* [Goal of the exercise]: Nothing outside the stretch is wanted. Repeat exactly the lines of the listing below from the one that contains "Query: rock in water" through the one that contains "Query: snow-covered stream bank", both ends included.
-- Data excerpts follows --
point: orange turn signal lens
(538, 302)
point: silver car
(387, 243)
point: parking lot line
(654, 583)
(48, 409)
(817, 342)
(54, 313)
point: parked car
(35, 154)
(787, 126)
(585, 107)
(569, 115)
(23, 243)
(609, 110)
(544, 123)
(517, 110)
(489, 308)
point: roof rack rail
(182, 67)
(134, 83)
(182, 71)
-- Data excerpts concluded --
-- Data excerpts follows --
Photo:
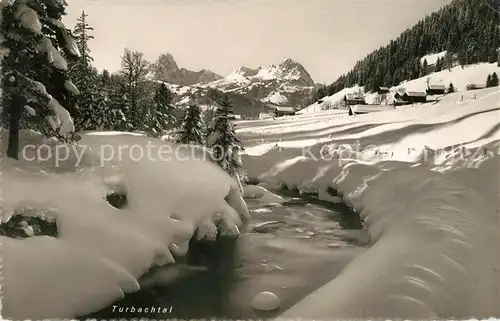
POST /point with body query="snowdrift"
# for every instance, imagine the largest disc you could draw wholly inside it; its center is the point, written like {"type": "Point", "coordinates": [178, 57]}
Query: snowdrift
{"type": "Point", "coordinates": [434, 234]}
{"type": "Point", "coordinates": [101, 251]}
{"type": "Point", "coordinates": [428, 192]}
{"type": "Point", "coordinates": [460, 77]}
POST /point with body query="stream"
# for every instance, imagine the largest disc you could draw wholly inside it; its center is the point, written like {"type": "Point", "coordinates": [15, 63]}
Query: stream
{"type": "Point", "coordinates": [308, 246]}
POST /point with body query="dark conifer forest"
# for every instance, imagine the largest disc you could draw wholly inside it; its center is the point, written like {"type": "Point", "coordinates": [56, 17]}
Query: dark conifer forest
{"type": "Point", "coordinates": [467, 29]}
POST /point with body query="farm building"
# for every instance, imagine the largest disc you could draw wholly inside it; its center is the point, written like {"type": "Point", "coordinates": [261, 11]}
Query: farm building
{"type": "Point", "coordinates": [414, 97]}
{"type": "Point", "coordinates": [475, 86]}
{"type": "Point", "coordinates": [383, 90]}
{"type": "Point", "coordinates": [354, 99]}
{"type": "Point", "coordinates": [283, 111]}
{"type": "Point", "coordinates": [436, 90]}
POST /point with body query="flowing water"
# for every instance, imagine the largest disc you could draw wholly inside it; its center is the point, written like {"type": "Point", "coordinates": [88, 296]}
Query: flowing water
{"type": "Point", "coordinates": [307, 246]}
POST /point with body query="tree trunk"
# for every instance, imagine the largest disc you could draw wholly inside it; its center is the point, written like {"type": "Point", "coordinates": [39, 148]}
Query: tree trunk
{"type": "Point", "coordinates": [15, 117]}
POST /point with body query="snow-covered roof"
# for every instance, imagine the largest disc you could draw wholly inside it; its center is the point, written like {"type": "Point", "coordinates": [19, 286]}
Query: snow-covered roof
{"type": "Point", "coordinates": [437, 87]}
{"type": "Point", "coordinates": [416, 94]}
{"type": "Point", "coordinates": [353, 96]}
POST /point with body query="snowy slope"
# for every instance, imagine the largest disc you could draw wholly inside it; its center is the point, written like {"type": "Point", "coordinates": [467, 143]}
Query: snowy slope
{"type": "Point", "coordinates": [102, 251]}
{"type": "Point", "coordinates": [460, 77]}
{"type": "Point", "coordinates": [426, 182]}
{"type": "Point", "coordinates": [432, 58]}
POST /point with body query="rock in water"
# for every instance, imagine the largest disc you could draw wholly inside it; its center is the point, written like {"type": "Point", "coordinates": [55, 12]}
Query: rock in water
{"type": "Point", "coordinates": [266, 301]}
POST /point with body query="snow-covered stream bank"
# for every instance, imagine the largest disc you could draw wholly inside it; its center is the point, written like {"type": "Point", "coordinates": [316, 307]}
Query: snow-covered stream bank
-- Data excerpts concluded --
-- Data excerpts follows --
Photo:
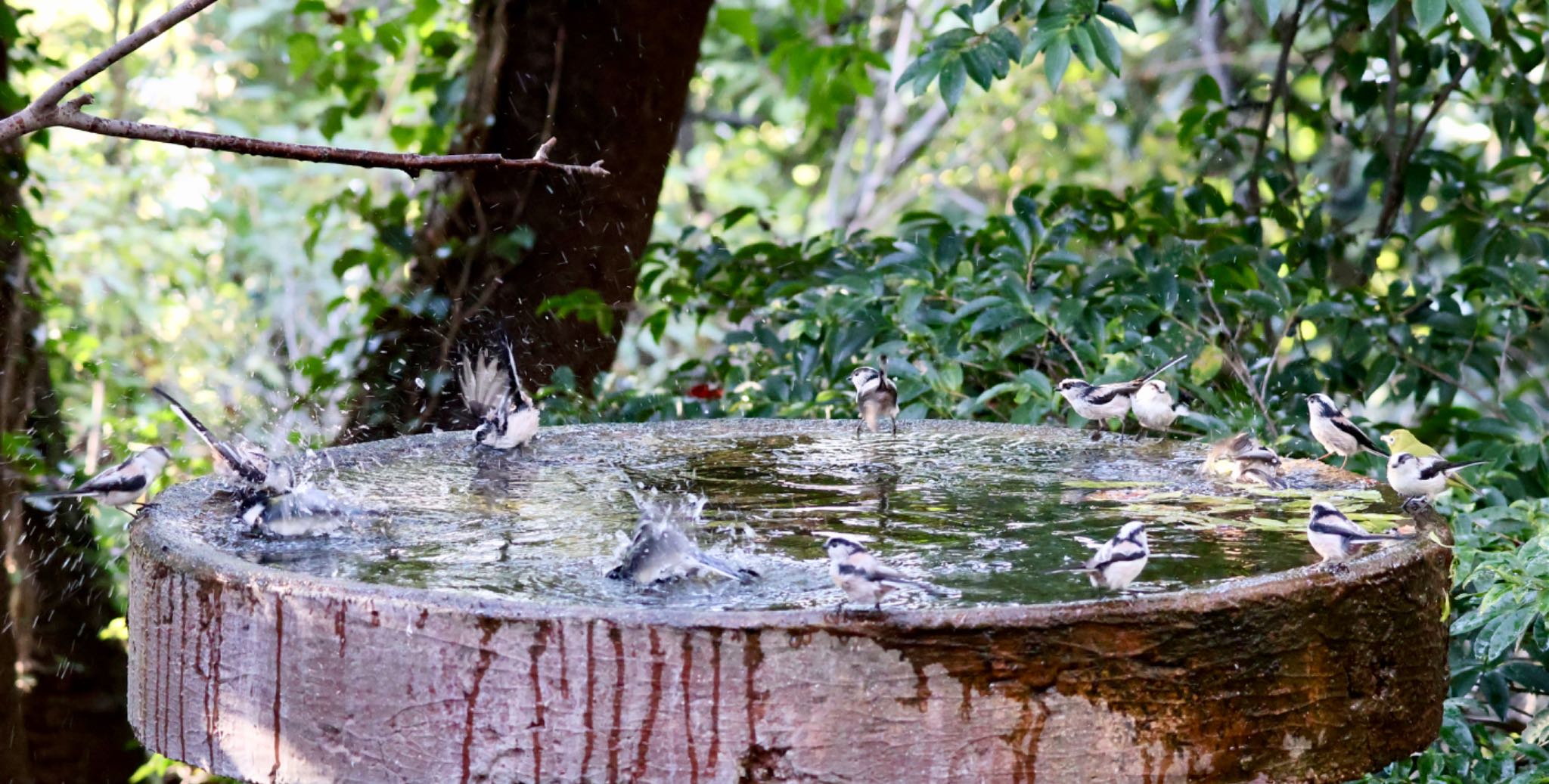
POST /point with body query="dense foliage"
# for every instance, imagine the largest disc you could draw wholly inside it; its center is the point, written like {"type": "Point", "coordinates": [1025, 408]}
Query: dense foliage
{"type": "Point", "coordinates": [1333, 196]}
-- Data excerpts concluded --
* [Output for this task]:
Query: rock in water
{"type": "Point", "coordinates": [266, 301]}
POST /point with body query="snow-covered stream bank"
# for every instance, imagine the largest disc you could draw wholly inside it; its center is the point, written like {"type": "Point", "coordinates": [316, 307]}
Query: snow-covered stream bank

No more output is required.